§ **DATA UNDER STUDY**
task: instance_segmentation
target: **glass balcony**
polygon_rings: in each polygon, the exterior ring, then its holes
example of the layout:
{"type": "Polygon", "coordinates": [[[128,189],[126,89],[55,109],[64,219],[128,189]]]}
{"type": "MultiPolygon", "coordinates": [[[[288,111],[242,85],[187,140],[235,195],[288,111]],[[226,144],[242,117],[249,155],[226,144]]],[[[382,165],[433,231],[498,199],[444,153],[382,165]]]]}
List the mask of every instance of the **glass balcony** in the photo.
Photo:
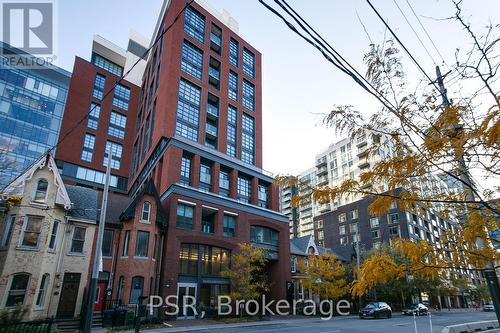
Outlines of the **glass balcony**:
{"type": "Polygon", "coordinates": [[[217,36],[216,34],[214,34],[213,32],[210,33],[210,41],[217,46],[222,45],[222,39],[219,36],[217,36]]]}
{"type": "Polygon", "coordinates": [[[205,132],[208,135],[211,135],[213,137],[217,137],[217,127],[215,127],[214,125],[206,124],[205,132]]]}
{"type": "Polygon", "coordinates": [[[213,68],[213,67],[209,67],[208,68],[208,75],[210,75],[211,77],[213,77],[214,79],[216,80],[219,80],[220,79],[220,72],[218,69],[216,68],[213,68]]]}
{"type": "Polygon", "coordinates": [[[207,113],[209,115],[214,116],[214,117],[218,117],[219,116],[219,108],[216,107],[215,105],[208,103],[207,104],[207,113]]]}

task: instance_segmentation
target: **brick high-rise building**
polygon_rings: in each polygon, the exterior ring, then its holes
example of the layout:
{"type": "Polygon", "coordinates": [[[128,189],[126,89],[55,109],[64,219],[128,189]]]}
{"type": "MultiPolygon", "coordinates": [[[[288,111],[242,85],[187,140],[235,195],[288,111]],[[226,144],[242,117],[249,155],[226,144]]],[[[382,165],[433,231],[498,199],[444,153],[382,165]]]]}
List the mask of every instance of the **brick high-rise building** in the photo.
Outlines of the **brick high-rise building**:
{"type": "Polygon", "coordinates": [[[146,59],[107,98],[144,43],[96,38],[91,61],[75,61],[56,155],[64,180],[100,189],[106,145],[116,148],[96,311],[141,295],[214,307],[239,243],[266,249],[269,297],[287,296],[288,219],[262,170],[261,54],[227,13],[187,3],[164,1],[146,59]]]}

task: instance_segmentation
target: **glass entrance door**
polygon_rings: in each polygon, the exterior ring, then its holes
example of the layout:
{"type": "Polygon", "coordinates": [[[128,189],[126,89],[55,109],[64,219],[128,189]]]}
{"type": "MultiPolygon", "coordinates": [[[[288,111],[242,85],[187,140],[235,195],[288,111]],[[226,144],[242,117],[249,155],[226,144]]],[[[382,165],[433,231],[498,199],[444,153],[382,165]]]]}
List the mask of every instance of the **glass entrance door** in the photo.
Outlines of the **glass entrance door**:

§ **WORK ORDER**
In your copy, include no pictures; print every line above exactly.

§ **SOLUTION TO THIS PROBLEM**
task: instance_segmentation
target: **glass balcony**
polygon_rings: in each polygon, the exterior ring, then its holes
example of the layout:
{"type": "Polygon", "coordinates": [[[128,189],[126,89],[55,109],[64,219],[128,189]]]}
{"type": "MultiPolygon", "coordinates": [[[[288,111],[242,85],[187,140],[235,195],[288,111]],[[226,144],[242,117],[249,155],[226,144]]],[[[382,165],[433,231],[498,199],[444,153],[382,165]]]]}
List the mask of every instance of the **glass balcony** in the photo.
Photo:
Outlines of the **glass balcony**:
{"type": "Polygon", "coordinates": [[[217,36],[216,34],[214,34],[213,32],[210,33],[210,41],[217,46],[222,45],[222,39],[219,36],[217,36]]]}
{"type": "Polygon", "coordinates": [[[205,132],[208,135],[211,135],[213,137],[217,137],[217,127],[215,127],[214,125],[206,124],[205,132]]]}
{"type": "Polygon", "coordinates": [[[213,68],[213,67],[209,67],[208,68],[208,75],[210,75],[211,77],[213,77],[214,79],[216,80],[219,80],[220,79],[220,72],[218,69],[216,68],[213,68]]]}
{"type": "Polygon", "coordinates": [[[207,113],[209,115],[214,116],[214,117],[218,117],[219,116],[219,108],[216,107],[215,105],[208,103],[207,104],[207,113]]]}

task: instance_segmentation
target: **brick high-rise building**
polygon_rings: in each polygon, the exterior ring, then its holes
example of the layout:
{"type": "Polygon", "coordinates": [[[128,189],[126,89],[55,109],[64,219],[128,189]]]}
{"type": "MultiPolygon", "coordinates": [[[[288,111],[242,85],[187,140],[235,195],[288,111]],[[226,144],[242,117],[249,155],[226,144]]],[[[382,165],[433,231],[498,199],[444,153],[382,165]]]]}
List the mask of every instance of the **brick high-rise building** in the photo.
Outlines of the **brick high-rise building**:
{"type": "Polygon", "coordinates": [[[146,59],[107,98],[144,43],[96,38],[91,61],[75,61],[56,155],[64,180],[100,189],[106,145],[116,148],[96,311],[141,295],[214,307],[239,243],[266,249],[269,297],[287,296],[288,219],[262,170],[261,54],[227,13],[187,3],[164,1],[146,59]]]}

task: instance_segmentation
target: **glass entrance door**
polygon_rings: in each polygon, the exterior ring, then its holes
example of the layout:
{"type": "Polygon", "coordinates": [[[128,189],[126,89],[55,109],[64,219],[128,189]]]}
{"type": "MultiPolygon", "coordinates": [[[[288,111],[242,85],[187,140],[235,195],[288,111]],[[226,144],[242,117],[249,155],[226,144]]],[[[382,165],[433,231],[498,199],[444,153],[382,165]]]]}
List the mask of every instance of the **glass entrance door** in the photo.
Outlines of the **glass entrance door**:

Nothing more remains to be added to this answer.